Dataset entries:

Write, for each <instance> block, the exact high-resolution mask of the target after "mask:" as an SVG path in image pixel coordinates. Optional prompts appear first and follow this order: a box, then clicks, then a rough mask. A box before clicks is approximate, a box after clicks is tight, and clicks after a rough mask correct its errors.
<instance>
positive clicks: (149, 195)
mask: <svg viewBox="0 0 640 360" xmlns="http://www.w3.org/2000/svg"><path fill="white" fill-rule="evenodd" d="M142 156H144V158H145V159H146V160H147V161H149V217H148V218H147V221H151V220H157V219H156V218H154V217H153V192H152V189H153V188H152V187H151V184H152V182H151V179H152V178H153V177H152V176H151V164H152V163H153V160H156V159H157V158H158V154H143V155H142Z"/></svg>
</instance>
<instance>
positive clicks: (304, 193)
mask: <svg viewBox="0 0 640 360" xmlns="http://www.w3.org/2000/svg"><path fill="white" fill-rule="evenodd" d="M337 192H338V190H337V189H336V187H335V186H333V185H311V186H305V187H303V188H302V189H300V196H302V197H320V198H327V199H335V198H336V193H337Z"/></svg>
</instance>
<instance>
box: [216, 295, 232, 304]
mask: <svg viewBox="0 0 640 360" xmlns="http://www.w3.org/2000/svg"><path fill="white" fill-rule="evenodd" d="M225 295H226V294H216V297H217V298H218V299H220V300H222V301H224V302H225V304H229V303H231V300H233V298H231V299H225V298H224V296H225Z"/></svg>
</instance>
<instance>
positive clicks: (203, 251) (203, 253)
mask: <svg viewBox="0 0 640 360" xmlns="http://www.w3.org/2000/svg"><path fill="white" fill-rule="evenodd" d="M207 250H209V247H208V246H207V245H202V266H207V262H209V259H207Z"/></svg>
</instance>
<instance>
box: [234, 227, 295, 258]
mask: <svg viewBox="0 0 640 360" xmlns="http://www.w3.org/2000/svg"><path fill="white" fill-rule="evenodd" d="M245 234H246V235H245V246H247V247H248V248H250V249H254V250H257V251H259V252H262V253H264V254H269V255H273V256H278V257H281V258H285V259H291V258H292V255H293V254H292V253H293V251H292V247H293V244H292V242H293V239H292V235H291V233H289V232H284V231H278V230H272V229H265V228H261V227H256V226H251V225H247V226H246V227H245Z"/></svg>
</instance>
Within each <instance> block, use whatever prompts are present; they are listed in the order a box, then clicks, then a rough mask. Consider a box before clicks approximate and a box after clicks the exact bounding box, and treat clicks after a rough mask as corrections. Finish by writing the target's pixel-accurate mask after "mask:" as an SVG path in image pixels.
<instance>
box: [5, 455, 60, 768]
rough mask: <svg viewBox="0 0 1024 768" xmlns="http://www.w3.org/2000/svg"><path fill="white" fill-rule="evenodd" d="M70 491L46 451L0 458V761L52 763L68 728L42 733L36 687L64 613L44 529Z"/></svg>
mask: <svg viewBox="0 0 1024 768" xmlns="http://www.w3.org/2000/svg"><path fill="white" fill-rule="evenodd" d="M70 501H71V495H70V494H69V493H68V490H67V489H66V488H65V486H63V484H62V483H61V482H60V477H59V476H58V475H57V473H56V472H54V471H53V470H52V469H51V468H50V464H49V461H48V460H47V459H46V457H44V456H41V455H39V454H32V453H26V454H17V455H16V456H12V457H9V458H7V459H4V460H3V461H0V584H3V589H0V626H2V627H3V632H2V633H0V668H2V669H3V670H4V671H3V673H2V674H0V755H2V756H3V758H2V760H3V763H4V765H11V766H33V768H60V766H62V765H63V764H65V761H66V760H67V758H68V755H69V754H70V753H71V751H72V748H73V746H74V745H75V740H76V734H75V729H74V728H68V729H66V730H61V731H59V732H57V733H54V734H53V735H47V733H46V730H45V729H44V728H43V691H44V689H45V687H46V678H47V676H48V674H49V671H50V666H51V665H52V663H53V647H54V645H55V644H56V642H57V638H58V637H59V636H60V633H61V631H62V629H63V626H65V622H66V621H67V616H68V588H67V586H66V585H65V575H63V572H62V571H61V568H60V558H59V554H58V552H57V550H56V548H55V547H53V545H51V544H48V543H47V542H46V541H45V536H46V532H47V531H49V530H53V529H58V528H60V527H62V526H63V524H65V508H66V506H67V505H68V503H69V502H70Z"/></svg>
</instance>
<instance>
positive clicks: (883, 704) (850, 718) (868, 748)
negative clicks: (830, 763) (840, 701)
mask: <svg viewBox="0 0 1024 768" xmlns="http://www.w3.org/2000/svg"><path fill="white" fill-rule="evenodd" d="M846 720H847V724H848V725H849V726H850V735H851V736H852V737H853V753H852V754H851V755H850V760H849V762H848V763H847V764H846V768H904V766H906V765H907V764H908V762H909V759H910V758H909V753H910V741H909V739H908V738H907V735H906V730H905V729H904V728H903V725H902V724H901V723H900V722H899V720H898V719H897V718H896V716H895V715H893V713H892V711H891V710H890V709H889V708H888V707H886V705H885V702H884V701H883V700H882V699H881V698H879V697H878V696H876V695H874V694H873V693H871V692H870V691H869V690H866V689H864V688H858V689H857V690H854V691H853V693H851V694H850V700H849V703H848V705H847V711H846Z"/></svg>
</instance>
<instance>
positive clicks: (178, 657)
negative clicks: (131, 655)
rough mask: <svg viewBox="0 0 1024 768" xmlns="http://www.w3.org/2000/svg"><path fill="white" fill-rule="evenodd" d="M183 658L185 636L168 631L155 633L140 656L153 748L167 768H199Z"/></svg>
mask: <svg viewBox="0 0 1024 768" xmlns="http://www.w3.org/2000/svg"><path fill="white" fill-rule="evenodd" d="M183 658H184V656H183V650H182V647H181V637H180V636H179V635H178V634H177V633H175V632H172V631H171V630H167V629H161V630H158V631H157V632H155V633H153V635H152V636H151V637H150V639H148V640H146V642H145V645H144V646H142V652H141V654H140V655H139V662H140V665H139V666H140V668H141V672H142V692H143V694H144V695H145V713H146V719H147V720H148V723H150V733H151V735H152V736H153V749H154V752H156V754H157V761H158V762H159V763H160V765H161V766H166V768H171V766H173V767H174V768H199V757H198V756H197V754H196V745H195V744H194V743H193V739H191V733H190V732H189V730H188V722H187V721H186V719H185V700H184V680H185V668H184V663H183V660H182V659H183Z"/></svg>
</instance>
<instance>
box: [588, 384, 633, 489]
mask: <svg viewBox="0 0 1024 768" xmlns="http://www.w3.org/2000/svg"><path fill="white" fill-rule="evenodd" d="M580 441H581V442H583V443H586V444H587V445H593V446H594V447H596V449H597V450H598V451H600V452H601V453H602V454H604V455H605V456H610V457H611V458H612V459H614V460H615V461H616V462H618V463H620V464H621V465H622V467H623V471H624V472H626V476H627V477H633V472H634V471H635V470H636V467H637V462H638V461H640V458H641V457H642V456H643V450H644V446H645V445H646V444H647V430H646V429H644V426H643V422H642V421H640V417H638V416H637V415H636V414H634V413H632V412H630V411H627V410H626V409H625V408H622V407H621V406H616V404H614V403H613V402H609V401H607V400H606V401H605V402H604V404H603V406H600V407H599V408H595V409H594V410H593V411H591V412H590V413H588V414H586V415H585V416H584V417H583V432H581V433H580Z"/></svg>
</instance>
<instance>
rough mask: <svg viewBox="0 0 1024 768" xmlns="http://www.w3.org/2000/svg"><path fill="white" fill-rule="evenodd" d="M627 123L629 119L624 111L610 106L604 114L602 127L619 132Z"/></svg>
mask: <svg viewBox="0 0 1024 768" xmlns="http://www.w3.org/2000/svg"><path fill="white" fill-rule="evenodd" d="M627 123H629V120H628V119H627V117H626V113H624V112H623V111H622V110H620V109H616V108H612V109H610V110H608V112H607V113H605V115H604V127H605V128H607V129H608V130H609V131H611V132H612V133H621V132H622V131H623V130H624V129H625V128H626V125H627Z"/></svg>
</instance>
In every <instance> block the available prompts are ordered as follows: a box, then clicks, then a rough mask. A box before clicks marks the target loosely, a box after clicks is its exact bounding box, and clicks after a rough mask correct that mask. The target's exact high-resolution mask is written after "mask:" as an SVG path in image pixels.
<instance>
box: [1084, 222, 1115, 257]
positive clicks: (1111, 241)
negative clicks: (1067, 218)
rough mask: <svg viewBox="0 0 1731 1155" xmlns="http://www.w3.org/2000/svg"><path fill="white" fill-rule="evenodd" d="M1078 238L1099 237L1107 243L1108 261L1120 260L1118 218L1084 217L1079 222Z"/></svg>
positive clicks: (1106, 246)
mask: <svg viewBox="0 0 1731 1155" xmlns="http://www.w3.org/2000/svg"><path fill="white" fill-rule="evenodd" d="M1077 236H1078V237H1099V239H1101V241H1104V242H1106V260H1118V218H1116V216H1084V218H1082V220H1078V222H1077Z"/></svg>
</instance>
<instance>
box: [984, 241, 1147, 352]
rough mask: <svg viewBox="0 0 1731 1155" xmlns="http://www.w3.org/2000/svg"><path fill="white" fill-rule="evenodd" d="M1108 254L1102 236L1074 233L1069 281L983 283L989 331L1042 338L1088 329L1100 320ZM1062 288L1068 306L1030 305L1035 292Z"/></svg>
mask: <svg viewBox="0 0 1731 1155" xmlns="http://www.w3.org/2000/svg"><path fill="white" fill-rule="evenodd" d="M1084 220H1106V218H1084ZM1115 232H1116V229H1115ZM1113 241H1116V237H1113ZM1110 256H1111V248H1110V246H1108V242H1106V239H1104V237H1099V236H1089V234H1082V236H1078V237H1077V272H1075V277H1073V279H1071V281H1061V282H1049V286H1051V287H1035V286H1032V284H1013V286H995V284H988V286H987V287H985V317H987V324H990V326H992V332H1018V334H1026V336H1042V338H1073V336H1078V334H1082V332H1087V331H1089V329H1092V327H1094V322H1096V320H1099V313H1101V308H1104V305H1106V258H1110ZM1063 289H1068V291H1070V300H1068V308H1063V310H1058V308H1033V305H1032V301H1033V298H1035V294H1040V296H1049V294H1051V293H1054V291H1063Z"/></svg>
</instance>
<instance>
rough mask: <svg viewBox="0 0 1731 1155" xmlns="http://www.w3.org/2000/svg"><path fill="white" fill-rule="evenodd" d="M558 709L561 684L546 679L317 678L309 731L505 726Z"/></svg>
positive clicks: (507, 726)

* [ABOUT THIS EXERCISE]: Pull out every line of the records that contains the word "negative", matching case exactly, and list those lines.

* [TASK RESULT]:
negative clicks: (830, 763) (840, 701)
negative clicks: (131, 655)
negative clicks: (1067, 218)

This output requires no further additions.